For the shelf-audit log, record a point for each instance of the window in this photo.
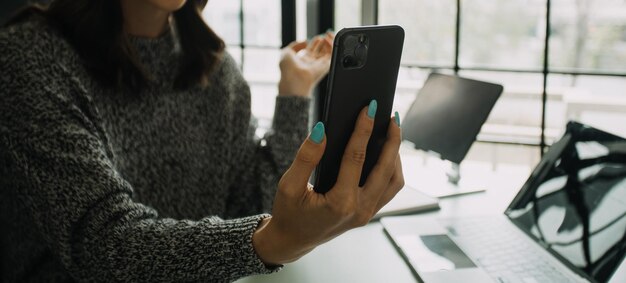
(252, 31)
(499, 41)
(506, 42)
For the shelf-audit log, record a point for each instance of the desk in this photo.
(366, 255)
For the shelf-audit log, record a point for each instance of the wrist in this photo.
(273, 247)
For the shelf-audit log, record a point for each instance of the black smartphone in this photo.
(364, 66)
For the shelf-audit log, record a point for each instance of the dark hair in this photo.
(95, 29)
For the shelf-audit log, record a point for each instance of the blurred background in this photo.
(557, 59)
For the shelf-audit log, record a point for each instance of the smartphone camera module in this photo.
(355, 51)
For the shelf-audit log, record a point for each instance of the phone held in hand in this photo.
(364, 66)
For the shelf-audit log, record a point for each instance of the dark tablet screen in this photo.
(448, 113)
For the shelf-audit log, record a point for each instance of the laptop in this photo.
(567, 223)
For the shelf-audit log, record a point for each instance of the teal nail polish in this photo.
(371, 110)
(397, 119)
(317, 135)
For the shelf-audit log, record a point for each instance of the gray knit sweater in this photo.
(164, 186)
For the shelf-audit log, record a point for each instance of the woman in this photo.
(127, 154)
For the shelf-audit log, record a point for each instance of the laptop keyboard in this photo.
(502, 251)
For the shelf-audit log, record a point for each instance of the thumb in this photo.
(308, 157)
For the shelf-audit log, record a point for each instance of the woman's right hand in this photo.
(303, 219)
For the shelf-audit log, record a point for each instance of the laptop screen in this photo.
(574, 203)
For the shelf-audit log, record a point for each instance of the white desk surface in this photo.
(366, 254)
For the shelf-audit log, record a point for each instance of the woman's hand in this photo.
(303, 219)
(304, 64)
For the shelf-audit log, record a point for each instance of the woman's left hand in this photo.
(304, 64)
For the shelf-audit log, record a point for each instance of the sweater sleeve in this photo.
(258, 168)
(81, 205)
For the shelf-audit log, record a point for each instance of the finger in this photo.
(395, 185)
(319, 46)
(307, 158)
(354, 155)
(296, 45)
(385, 167)
(314, 46)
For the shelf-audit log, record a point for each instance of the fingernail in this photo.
(317, 134)
(397, 119)
(371, 109)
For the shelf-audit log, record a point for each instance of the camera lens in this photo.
(349, 61)
(361, 51)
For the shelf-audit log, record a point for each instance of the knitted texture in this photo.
(159, 186)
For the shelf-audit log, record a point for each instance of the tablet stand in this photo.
(451, 186)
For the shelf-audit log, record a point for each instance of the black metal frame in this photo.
(372, 12)
(321, 18)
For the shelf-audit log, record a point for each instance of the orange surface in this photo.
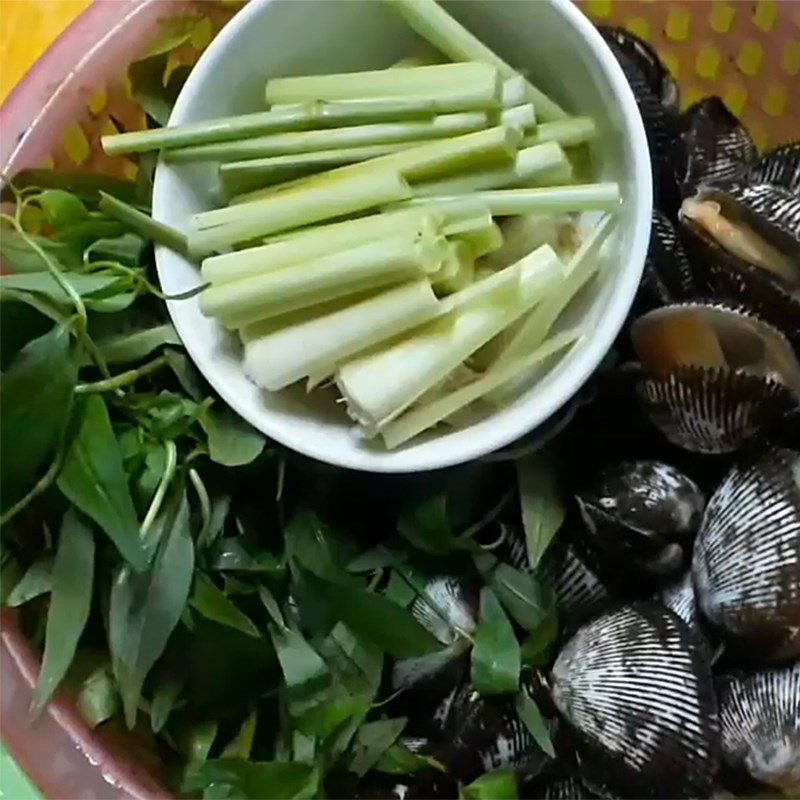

Problem to solve:
Reproduce all of the records above word for word, leaving out the pictures.

Solution to this problem:
For the shelf-audit log, record a point for each instance of the window in this photo.
(252, 31)
(499, 41)
(506, 42)
For the shelf-audit log, record a point for each instance of the desk in this photo.
(366, 255)
For the shelf-audit log, record a point for each instance of the wrist in this photo.
(273, 247)
For the shelf-audit log, record a point for each instance of the black smartphone in this photo.
(364, 66)
For the shelf-audit log, record a point for each instance of the dark hair in this photo.
(95, 29)
For the shelf-audit log, record a point for each instance of the blurred background in this photo.
(557, 59)
For the shelf-audit log, record a point for each instance of the smartphone camera module in this photo.
(355, 51)
For the shelf-audit log, record a point for each instance of the phone held in hand in this photo.
(364, 66)
For the shelf-audit log, record a point for each instance of the dark tablet screen in this photo.
(448, 113)
For the shelf-audit log, record a point for each instance of the laptop in this photo.
(567, 223)
For the shelf-audit log, record a point for each instance of the teal nail polish in this photo.
(371, 110)
(397, 119)
(317, 135)
For the shelf-audit log, record a point for each instance of the gray knit sweater in this photo.
(164, 186)
For the shelf-audit log, record a point for each instance of the woman in this photo.
(127, 154)
For the shelf-audit log, record a point for each instance of the laptop keyboard in this photo.
(502, 251)
For the shelf-audit log, record a point for each instance of the thumb in this photo.
(308, 157)
For the shelf-audit log, record a point for each instance of the woman's right hand in this photo.
(303, 219)
For the shelf-audit log, record a point for each instance of the laptop screen in this photo.
(574, 203)
For the shelf-audit log, record a point for each instance of the white desk surface in this photo.
(366, 254)
For the shelf-audit log, record a point for each instance of the woman's hand in this photo.
(303, 219)
(304, 64)
For the shelf-audit log, record a point for each instance of the woman's left hand in this photo.
(304, 64)
For the shelf-audit log, record a point for each instance of the sweater sleeve in this photo.
(258, 168)
(81, 205)
For the shelf-audit log, record a point for each instance of the finger in this photo.
(395, 185)
(319, 46)
(307, 158)
(354, 155)
(296, 45)
(385, 167)
(314, 46)
For the shelf-audit log, record a point for each instance of the fingernail in this photo.
(317, 134)
(397, 119)
(371, 109)
For the shelf-audit log, record a point for each instance of the camera lens in this photo.
(349, 61)
(361, 51)
For the shelf-audit log, record a point for each instance of the knitted texture in this photo.
(159, 186)
For the shelf-audit log, record a point for each instance of the tablet stand in this photo.
(451, 186)
For the shelf-audit log, record a point for each instance of the black metal frame in this photo.
(372, 12)
(321, 18)
For the shelf-audit log, record a point for each instance of the orange surface in this photo.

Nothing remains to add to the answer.